EXERCISE: Every line with the string "below" should be copied from the data.

=== DATA SHOWN ===

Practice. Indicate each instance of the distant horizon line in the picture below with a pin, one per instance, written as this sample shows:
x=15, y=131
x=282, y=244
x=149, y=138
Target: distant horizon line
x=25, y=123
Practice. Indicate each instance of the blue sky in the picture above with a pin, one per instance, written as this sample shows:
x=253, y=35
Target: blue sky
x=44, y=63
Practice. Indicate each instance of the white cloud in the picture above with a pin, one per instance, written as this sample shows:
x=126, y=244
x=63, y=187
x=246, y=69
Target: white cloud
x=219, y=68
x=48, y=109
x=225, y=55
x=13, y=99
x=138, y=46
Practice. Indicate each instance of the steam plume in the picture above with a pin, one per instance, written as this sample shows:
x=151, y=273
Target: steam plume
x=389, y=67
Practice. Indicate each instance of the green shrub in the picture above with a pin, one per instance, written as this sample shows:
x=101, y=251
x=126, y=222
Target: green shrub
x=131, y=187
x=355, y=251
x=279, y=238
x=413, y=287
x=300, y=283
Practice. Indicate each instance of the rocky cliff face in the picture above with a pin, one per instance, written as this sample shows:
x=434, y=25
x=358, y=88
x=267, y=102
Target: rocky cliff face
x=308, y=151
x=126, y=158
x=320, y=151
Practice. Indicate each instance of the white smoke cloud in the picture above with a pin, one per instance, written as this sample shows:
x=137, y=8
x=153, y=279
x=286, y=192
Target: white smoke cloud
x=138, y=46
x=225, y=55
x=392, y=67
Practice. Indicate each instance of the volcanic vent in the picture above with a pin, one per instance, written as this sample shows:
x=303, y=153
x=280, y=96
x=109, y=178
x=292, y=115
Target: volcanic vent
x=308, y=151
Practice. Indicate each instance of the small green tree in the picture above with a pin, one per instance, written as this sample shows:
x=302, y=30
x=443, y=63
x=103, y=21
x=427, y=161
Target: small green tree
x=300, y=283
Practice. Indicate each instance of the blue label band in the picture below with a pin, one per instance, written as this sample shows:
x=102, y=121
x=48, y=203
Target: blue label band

===

PROBLEM SOLUTION:
Practice. Indicate each instance of the distant horizon line in the picture below with a pin, one per instance, written as this sample shows:
Practice. Indicate each instance of the blue label band in the picture below with a pin, one per instance, written as this sample shows:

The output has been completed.